───── QUOTED PASSAGE
Rear Face as Long as Possible
The American Academy of Pediatrics has just issued a new guideline: keep your infant facing backwards until age 2, unless they outgrow their rear-facing car seat.
As doctors, we spend a lot of time and energy thinking and responding to illnesses, but for Americans ages 1-50 years old, injuries are the #1 cause of death, far more likely to cause harm and fatality than any illness or condition. That makes injuries the very #1 cause of death and harm in childhood, after one year of age!
One of the main causes of death and harm from injury is the car. We are used to cars, nearly everyone has been in one, so we tend to forget just how dangerous they really are. Cars are far more safe now than many years ago, but still remain the most dangerous part of our lives.
Perhaps the greatest step forward in reducing the chance of death or injury has been the invention of the seat and shoulder belt. Wearing it saves lives, lots of them. Cars, however, are sold to adults, not kids, so their safety belts only fit people who are taller than 4 foot 9 inches. If you are shorter than that, at any age, you need some sort of adapter to have the seat and shoulder belts actually fit, that is, actually work.
Until this month, the recommendation for children from birth to 1st birthday was to be in an infant car seat, facing backwards, until both 1 year old AND 20 pounds.
A study from 2007 recently showed that the benefit of facing backwards should be extended another year.
This study found that for children ages 1-2, the risk of serious injury was indeed reduced if they were facing backwards. I have reviewed this study and find that the evidence is compelling.
Therefore, we at Advanced Pediatrics support the AAP recommendation and urge all families to have their children, when in a car, be in a rear-facing car seat to age 2, unless they cannot obtain a car seat that can fit their child up to that age. In which, case the child should advance to the larger seat prior to age 2.
──────────
───── DATA SEGMENT
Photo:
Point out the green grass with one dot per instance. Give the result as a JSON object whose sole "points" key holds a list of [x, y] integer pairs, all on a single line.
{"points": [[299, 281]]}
──────────
**TASK SET**
[1] Summarize the rear-facing car seat article in two sentences.
[2] According to the rear-facing car seat article, what height must a person exceed for a car's safety belts to fit?

**PROBLEM SOLUTIONS**
[1] The American Academy of Pediatrics has issued a new guideline to keep infants facing backwards until age 2 unless they outgrow their rear-facing car seat, after a 2007 study showed that facing backwards reduced the risk of serious injury for children ages 1-2. Advanced Pediatrics supports this recommendation, since injuries are the leading cause of death for Americans ages 1-50 and the car is one of the main causes of death and harm from injury.

[2] A person must be taller than 4 foot 9 inches.